Assignment 1 – Rewrite the passage on Dr. Buteyko's discovery from "Russian scientist and" to "form of earth.", putting "air sacs" in place of "alveoli".
Assignment 2 –
Answer these questions about the passage on Dr. Buteyko's discovery:
(a) In what year did Konstantin Buteyko make his discovery?
(b) What level of carbon dioxide in human lungs is fatal?
(c) According to the quotation, carbon dioxide is the main regulator of what?
(Beginning of Passage)
Dr. Buteyko’s Discovery

Russian scientist and medical doctor Konstantin Buteyko, in 1952, discovered that the real cause of asthma and other related diseases is a radical depletion of CO2 – carbon dioxide – in the lungs. This isn’t so strange when we learn that oxygen cannot be assimilated by cells without adequate amounts of CO2. There is only 0.03% carbon dioxide in the atmosphere today. Yet to absorb oxygen a healthy body requires about 6.5% carbon dioxide in the alveoli of the lungs. Therefore your lungs act to trap in some of the carbon dioxide produced by your body. Should the level of carbon dioxide in human lungs fall to 3%, it is fatal.

“Carbon dioxide is the basic nutrition of every life form of earth.

It acts as the main regulator of all functions in the organism;

it is the main internal environment of the organism; it is the vitamin of all vitamins.”
(End of Passage)
(Beginning of Data for review)
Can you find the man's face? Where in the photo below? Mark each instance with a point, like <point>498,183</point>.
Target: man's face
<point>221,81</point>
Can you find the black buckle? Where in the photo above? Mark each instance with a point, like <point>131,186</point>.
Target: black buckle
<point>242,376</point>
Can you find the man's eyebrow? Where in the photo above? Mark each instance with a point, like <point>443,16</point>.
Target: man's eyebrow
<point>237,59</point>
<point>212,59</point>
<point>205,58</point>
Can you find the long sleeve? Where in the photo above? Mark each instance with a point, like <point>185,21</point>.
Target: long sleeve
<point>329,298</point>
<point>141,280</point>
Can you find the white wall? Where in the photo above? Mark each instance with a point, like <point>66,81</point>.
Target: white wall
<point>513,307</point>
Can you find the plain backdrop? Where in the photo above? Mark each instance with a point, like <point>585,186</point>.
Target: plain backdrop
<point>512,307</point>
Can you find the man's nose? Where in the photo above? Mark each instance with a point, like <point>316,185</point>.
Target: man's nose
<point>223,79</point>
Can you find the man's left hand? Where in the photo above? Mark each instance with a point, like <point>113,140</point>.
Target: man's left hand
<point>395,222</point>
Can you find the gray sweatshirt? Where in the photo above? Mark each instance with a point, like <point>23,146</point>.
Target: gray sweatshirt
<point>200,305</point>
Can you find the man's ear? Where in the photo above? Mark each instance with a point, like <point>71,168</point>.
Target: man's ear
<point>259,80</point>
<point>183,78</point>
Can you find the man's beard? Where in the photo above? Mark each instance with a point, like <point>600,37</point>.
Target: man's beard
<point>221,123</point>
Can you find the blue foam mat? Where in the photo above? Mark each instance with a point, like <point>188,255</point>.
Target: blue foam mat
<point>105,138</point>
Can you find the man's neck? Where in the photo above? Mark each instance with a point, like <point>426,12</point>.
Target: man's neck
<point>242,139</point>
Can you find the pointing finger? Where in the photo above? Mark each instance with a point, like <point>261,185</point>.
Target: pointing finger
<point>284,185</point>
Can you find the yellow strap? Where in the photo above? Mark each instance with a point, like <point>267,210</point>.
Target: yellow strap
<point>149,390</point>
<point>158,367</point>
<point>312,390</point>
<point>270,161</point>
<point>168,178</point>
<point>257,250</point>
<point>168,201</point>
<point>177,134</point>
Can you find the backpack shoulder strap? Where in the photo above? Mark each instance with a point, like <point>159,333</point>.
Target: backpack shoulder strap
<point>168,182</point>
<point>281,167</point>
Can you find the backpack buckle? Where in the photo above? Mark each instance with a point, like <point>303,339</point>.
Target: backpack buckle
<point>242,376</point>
(End of Data for review)
Written reply 1 –
Russian scientist and medical doctor Konstantin Buteyko, in 1952, discovered that the real cause of asthma and other related diseases is a radical depletion of CO2 – carbon dioxide – in the lungs. This isn’t so strange when we learn that oxygen cannot be assimilated by cells without adequate amounts of CO2. There is only 0.03% carbon dioxide in the atmosphere today. Yet to absorb oxygen a healthy body requires about 6.5% carbon dioxide in the air sacs of the lungs. Therefore your lungs act to trap in some of the carbon dioxide produced by your body. Should the level of carbon dioxide in human lungs fall to 3%, it is fatal.

“Carbon dioxide is the basic nutrition of every life form of earth.

Written reply 2 –
(a) 1952
(b) 3%
(c) All functions in the organism